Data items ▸
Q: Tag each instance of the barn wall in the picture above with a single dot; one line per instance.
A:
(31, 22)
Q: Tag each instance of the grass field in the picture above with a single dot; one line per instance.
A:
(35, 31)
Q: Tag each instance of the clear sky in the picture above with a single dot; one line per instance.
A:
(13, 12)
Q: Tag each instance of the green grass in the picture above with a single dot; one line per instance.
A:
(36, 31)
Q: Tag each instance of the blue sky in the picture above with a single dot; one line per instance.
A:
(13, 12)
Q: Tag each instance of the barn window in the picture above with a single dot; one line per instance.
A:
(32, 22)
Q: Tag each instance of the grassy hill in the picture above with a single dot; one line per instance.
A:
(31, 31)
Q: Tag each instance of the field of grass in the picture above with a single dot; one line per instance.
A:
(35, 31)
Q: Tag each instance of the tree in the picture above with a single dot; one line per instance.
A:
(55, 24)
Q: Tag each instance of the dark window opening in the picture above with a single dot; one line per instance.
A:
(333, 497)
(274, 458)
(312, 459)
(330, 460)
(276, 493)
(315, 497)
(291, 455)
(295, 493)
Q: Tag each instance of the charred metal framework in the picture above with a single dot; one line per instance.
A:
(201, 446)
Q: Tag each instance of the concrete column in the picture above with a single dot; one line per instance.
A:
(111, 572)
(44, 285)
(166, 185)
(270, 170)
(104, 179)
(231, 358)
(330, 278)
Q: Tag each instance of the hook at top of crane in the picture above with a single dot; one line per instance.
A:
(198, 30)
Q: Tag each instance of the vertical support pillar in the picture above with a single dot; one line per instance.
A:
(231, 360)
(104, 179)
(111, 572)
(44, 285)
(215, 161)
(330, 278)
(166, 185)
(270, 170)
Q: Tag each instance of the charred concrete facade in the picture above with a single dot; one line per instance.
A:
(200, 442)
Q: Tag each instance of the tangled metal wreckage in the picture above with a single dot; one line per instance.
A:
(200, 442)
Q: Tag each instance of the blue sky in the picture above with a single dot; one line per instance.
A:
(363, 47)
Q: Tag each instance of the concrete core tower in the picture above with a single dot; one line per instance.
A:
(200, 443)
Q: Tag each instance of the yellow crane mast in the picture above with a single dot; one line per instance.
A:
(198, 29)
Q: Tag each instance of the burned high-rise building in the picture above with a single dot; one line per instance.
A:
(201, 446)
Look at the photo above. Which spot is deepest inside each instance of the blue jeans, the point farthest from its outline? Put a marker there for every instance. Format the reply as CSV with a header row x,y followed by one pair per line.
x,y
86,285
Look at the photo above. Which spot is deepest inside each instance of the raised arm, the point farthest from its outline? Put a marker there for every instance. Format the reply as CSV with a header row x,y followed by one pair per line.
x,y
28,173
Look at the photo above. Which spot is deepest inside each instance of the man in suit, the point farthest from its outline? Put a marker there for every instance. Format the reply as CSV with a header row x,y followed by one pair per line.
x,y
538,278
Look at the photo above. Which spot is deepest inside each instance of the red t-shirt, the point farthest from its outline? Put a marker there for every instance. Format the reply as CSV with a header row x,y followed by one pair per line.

PROMPT ▸ In the lines above, find the word "crane" and copy every line it occurs in.

RESPONSE BELOW ▸
Q: Tag each instance of the hook at top of crane in the picture above with a single dot; one line per instance.
Q: Tag each instance of the yellow crane mast in the picture above with a single dot; one line per instance.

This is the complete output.